=== Dataset excerpt ===
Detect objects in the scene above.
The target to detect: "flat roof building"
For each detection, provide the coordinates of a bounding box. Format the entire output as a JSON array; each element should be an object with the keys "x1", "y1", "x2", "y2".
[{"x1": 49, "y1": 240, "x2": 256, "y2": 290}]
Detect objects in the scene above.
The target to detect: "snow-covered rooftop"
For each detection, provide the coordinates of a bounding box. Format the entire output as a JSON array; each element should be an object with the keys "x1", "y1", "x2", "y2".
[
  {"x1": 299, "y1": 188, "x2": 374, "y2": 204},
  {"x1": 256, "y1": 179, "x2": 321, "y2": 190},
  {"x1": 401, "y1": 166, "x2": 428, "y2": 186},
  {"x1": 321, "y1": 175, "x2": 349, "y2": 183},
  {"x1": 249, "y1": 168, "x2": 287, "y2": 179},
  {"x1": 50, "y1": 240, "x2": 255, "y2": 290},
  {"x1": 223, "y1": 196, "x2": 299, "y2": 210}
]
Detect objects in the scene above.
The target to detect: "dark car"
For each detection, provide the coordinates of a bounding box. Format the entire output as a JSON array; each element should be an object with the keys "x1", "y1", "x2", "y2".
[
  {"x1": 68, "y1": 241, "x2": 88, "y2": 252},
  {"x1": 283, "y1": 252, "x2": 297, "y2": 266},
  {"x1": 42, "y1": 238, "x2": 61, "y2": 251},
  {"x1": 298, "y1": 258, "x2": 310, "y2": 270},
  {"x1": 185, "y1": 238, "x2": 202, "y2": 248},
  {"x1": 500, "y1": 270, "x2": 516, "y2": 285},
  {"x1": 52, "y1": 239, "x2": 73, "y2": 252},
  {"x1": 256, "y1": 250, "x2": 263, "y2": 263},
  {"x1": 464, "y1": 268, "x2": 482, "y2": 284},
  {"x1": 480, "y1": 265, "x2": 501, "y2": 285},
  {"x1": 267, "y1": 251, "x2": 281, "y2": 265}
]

=== Written instruction ===
Write out the lines above exactly, with nothing changed.

=== Answer to this problem ===
Detect objects in the scene above.
The target to detect: "flat roof building"
For each detection, provide the coordinates of a bounding box. Format the entire output as a JSON array; each element should be an object with the keys "x1", "y1", "x2", "y2".
[{"x1": 49, "y1": 240, "x2": 256, "y2": 290}]
Detect objects in the scene above.
The target to detect: "snow-covered rooftop"
For each detection, provide the coordinates of a bounding box. Format the entire output as a JSON array; each element should be an object with the keys "x1", "y1", "x2", "y2".
[
  {"x1": 299, "y1": 188, "x2": 374, "y2": 204},
  {"x1": 256, "y1": 179, "x2": 321, "y2": 190},
  {"x1": 401, "y1": 166, "x2": 428, "y2": 186},
  {"x1": 321, "y1": 175, "x2": 349, "y2": 183},
  {"x1": 249, "y1": 168, "x2": 287, "y2": 179},
  {"x1": 50, "y1": 240, "x2": 255, "y2": 290},
  {"x1": 223, "y1": 196, "x2": 299, "y2": 210}
]
Detect objects in the scene above.
The target to detect: "dark car"
For each detection, provide the coordinates of a bounding box. Format the entire output as a JSON array; each element should be an object with the keys "x1", "y1", "x2", "y2".
[
  {"x1": 68, "y1": 241, "x2": 88, "y2": 252},
  {"x1": 283, "y1": 252, "x2": 297, "y2": 266},
  {"x1": 42, "y1": 238, "x2": 61, "y2": 251},
  {"x1": 298, "y1": 258, "x2": 310, "y2": 270},
  {"x1": 185, "y1": 238, "x2": 202, "y2": 248},
  {"x1": 500, "y1": 270, "x2": 516, "y2": 285},
  {"x1": 52, "y1": 239, "x2": 73, "y2": 252},
  {"x1": 256, "y1": 250, "x2": 263, "y2": 263},
  {"x1": 464, "y1": 268, "x2": 482, "y2": 284},
  {"x1": 480, "y1": 265, "x2": 501, "y2": 285},
  {"x1": 267, "y1": 251, "x2": 281, "y2": 265}
]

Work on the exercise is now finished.